Text shown Start Marker

Hi Saurabh
I think this is going to be a valuable addition which is needed.
I have a couple of comments
- In the FLIP you mention the split is going to be 1 sqs Queue, does this
mean we would support reading from multiple queues? The builder example
seems to support a single queue
SqsSource.<T>builder.setSqsUrl("
https://sqs.us-east-1.amazonaws.com/23145433/sqs-test";)
- This is also not clear in the implementation of `addSplitsBack` whether
we are planning to support multiple sqs topics or not.
- Regarding Client creation, there has been some effort in the common
`aws-util` module like createAwsSyncClient  , we should reuse that for
`SqsClient` creation.
- On the same point for clients, Is there a reason the FLIP suggests async
clients? sync clients have proven more stable and the source threading
model already guarantees no blocking by sync clients.
- On mentioning threading, the FLIP doesn't mention the fetcher manager. Is
it going to be `SingleThreadFetcherManager`? Would it be better to make the
source reader extend the SingleThreadedMultiplexReaderBase or are we going
to implement a more simple version?

Text shown End Marker

### Tasks:
1) According to the SQS source feedback, which function in the common `aws-util` module should be reused to create the `SqsClient`?
2) Please explain why the SQS source feedback questions the proposal's choice of async clients.

Given information Start Marker

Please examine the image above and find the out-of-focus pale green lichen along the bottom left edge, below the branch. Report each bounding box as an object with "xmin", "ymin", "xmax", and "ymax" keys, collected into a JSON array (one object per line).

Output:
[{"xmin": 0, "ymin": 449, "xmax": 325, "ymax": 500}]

Given information End Marker

### Answers given:
1) `createAwsSyncClient`

2) Sync clients have proven more stable. The source threading model already guarantees that sync clients won't block.